> WHAT IS EXPECTED
Gather every line in the records below that contains the string "post", and copy each of those lines in full. Case counts.

> TASK INPUT
========

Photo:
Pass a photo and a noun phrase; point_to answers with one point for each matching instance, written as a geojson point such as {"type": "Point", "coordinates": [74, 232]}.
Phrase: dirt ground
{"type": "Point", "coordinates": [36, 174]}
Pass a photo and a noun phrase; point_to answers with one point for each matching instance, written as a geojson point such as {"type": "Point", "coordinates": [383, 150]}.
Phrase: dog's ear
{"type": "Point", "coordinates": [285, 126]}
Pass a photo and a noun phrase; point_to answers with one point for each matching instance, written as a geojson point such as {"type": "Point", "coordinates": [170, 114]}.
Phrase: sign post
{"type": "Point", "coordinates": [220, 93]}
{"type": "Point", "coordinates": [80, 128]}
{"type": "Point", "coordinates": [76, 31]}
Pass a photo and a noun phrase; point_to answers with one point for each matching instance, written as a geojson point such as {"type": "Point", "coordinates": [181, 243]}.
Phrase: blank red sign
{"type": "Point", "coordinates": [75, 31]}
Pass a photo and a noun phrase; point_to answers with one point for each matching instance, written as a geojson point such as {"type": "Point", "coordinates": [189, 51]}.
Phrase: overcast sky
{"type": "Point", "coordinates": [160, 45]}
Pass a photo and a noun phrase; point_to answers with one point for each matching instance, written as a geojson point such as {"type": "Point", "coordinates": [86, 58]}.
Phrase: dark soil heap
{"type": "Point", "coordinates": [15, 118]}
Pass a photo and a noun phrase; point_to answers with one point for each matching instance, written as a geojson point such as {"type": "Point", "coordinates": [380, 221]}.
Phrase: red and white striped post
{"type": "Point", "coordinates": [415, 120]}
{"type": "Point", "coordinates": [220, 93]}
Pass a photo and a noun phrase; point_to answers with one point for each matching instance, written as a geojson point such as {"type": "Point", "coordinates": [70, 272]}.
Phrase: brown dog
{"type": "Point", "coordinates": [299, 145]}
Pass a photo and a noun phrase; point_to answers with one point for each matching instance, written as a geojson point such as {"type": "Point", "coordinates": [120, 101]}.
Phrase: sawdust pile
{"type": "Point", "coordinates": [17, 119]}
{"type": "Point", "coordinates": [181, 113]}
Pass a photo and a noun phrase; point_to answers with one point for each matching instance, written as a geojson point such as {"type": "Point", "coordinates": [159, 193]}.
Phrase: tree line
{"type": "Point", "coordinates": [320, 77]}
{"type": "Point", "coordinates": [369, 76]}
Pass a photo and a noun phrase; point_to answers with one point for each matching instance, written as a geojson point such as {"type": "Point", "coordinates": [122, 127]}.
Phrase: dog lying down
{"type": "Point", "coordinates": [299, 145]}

========

> WRITTEN RESPONSE
Phrase: sign post
Phrase: red and white striped post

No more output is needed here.